> _Exercise prompt_: Could you repeat all of the entries below word for word, apart from the pictures?
[Supplied material — start]
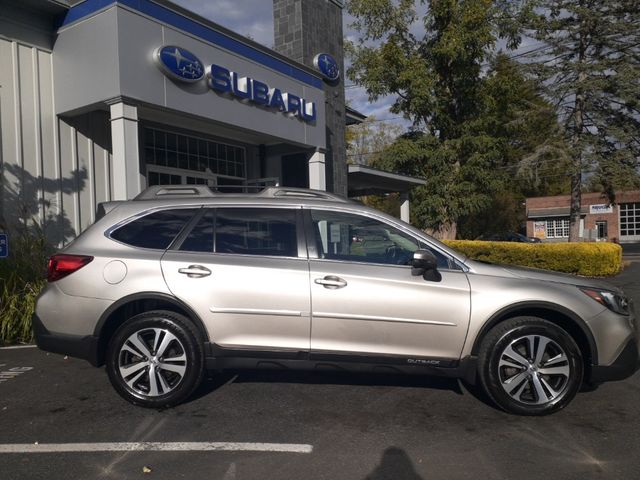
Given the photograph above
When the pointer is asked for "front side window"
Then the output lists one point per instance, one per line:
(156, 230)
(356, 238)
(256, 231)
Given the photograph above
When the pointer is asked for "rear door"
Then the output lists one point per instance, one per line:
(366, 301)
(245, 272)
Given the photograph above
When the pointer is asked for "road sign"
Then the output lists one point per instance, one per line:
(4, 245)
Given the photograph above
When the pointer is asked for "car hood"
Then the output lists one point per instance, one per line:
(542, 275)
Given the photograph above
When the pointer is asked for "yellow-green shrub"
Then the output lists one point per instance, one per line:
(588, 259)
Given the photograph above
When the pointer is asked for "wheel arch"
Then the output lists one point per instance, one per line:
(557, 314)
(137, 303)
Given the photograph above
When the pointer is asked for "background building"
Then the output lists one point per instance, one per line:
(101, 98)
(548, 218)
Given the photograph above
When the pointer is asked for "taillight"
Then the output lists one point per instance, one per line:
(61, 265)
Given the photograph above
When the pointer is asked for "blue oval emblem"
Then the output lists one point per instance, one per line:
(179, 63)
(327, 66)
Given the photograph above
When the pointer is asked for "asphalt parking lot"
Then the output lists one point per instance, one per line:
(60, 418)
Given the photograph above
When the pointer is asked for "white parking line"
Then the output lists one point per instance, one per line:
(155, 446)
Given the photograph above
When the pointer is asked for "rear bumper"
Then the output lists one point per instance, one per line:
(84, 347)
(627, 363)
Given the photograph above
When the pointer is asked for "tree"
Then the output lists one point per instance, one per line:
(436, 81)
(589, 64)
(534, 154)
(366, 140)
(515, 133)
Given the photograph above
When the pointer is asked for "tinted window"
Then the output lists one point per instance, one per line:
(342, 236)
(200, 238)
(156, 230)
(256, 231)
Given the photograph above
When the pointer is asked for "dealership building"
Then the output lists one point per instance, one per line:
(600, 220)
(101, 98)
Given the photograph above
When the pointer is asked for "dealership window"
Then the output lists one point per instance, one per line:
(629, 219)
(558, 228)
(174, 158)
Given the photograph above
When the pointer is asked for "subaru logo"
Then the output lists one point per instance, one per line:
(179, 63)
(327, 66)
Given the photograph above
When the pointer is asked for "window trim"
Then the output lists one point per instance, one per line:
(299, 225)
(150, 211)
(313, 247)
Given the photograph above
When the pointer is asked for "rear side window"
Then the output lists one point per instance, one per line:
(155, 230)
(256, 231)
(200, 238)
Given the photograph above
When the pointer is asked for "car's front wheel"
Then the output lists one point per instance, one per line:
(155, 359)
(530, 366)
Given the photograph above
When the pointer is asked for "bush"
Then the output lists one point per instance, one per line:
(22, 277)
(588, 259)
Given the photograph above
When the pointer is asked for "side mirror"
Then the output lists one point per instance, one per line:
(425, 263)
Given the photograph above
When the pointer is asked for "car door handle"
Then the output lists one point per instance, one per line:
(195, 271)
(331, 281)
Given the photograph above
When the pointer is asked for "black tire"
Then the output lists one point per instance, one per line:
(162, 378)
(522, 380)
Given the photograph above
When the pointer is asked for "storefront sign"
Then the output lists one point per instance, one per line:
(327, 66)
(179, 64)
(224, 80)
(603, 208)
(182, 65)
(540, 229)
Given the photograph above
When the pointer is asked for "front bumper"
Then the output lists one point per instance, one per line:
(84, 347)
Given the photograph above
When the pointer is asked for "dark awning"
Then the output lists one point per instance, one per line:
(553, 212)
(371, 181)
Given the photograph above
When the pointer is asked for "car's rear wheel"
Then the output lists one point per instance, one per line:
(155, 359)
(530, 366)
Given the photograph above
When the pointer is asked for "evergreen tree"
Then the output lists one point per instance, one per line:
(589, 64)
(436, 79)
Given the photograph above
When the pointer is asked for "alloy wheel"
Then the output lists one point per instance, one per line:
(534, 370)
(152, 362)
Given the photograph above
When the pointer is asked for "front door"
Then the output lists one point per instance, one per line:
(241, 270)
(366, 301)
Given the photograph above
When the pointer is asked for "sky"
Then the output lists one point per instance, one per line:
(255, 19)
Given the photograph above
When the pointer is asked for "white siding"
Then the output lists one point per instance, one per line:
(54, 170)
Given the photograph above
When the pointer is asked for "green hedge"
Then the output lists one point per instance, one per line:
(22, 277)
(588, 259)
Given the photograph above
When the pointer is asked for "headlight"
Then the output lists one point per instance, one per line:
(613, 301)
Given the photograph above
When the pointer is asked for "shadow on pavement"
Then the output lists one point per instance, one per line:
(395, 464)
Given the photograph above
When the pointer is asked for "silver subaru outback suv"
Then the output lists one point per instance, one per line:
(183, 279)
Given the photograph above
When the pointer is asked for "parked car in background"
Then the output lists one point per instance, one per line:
[Supplied material — finish]
> _Answer box_:
Given the photograph above
When the pointer is asked for "front side window"
Then the output lists one point per instance, one per line:
(156, 230)
(356, 238)
(256, 231)
Given the photograph above
When the pointer is asked for "rear door"
Then the output lists one point per instance, one per line:
(366, 301)
(245, 272)
Given the photograph above
When the pointer is asked for "road sign"
Then the output lists one point per instance, one per line:
(4, 245)
Given the photograph above
When the pointer is asked for "car hood"
Then the output lists one point per instance, one per line:
(542, 275)
Given the photograph above
When the pointer is asked for "yellow-green shrub"
Then the output lists one point per instance, one per line:
(588, 259)
Given the photograph above
When the pointer is asked for "wheel arch"
Then the output lists one point per instance, one per line:
(557, 314)
(137, 303)
Given the photograph above
When the pointer is asked for "background building"
Then the output lists one point per instance, one per line:
(101, 98)
(548, 218)
Given the photograph above
When the pointer is asked for "taillight"
Then the output lists one point per instance, one per line:
(61, 265)
Given the photograph above
When the pointer is asked for "blue oval emblem"
Then the output lists one point per instance, one per line:
(179, 63)
(327, 66)
Given the photograph above
When the pointer is asked for "asphalt parking lot"
Then the output lists one point per instance, one per line:
(60, 418)
Given the photograph above
When the pointer is asked for "white parking line"
Then the output lists one point per instance, one per line:
(155, 446)
Given the photograph above
When the pointer is asked for "rear bumper"
Then the output lists one point per instance, one per line:
(84, 347)
(627, 363)
Given the photograph above
When the pointer is asked for "tree"
Then the output lists one point per instance, one per line:
(436, 81)
(589, 64)
(534, 154)
(366, 140)
(515, 133)
Given the photograph above
When the pointer is asked for "tinted window"
Then the output lists one point per instance, one per line:
(342, 236)
(200, 238)
(156, 230)
(256, 231)
Given the photograph above
When the pointer is asked for "dealership building"
Then the output lists one point per instance, one per line:
(600, 220)
(101, 98)
Given the photograph above
When the pointer is asked for "dealership window"
Then the output lists one point per instance, one per line:
(629, 219)
(558, 228)
(174, 158)
Given the photograph above
When the pointer is asked for "subaru logo"
Then the output lists one point per instance, one per line:
(179, 63)
(327, 66)
Given the photograph above
When the pointer is asked for "window trim"
Then the output lists one point per instance, one per line:
(299, 225)
(150, 211)
(313, 247)
Given the photograph above
When the pointer is asked for "rear side window"
Then the output lists one point per instance, one per line:
(155, 230)
(256, 231)
(200, 238)
Given the photograph above
When the pointer is asked for "car's front wheel"
Then the output lists one point per instance, one per line:
(155, 359)
(530, 366)
Given the photograph above
When the pointer is asked for "bush"
Then the output lists one point per instance, one per line:
(22, 277)
(588, 259)
Given the photograph above
When the pointer is asked for "side mirror"
Then the output lists one point per instance, one per line:
(425, 263)
Given the photograph above
When the pointer is asked for "car door handle"
Then the output lists one point per instance, one per line:
(195, 271)
(331, 281)
Given the photograph above
When the pointer is asked for "black tire"
Then the output lists one point per instance, one per line:
(162, 378)
(522, 380)
Given the photograph above
When the pointer is asked for "storefront sign"
Then the output lists one point per instance, one per line:
(327, 66)
(179, 64)
(224, 80)
(603, 208)
(182, 65)
(540, 229)
Given the photograph above
When the pointer is asked for "front bumper"
Then the output lists one point per instance, one per line:
(84, 347)
Given the photograph above
When the pointer is asked for "dark awning"
Then the output lists one point per instance, one per line:
(553, 212)
(371, 181)
Given the photograph above
When the pointer is asked for "car's rear wheel"
Then the output lists one point per instance, one per line:
(155, 359)
(530, 366)
Given the photograph above
When the pointer is asked for "evergreen tree"
Then the output lists one point per instance, one per line:
(589, 64)
(436, 79)
Given the photograph above
When the pointer is asked for "alloy wheel"
Then the output lists one point per instance, one per line:
(534, 370)
(152, 362)
Given the photograph above
When the pointer is asked for "front door"
Then the output lists one point per instance, one per line:
(241, 270)
(366, 301)
Given the photograph above
When the pointer is asked for "sky"
Then the output lists one point per instance, one per line:
(255, 19)
Given the photograph above
When the pointer is asked for "white siding"
Then the output lists one point per instance, one per line:
(54, 170)
Given the photograph above
When the pointer is asked for "green hedge"
Then the output lists one point per instance, one per line:
(22, 277)
(588, 259)
Given the photograph above
When the pointer is asked for "headlight"
Then the output lists one point per instance, one per line:
(613, 301)
Given the photograph above
When the pointer is asked for "shadow on pavement"
Then the output lists one point per instance, one per line:
(395, 464)
Given the photograph above
When the pointer is asked for "silver subaru outback suv"
Then the output lists one point per instance, one per line:
(183, 279)
Given the photograph above
When the pointer is asked for "parked car in background"
Then the output lists one point per instance, one per line:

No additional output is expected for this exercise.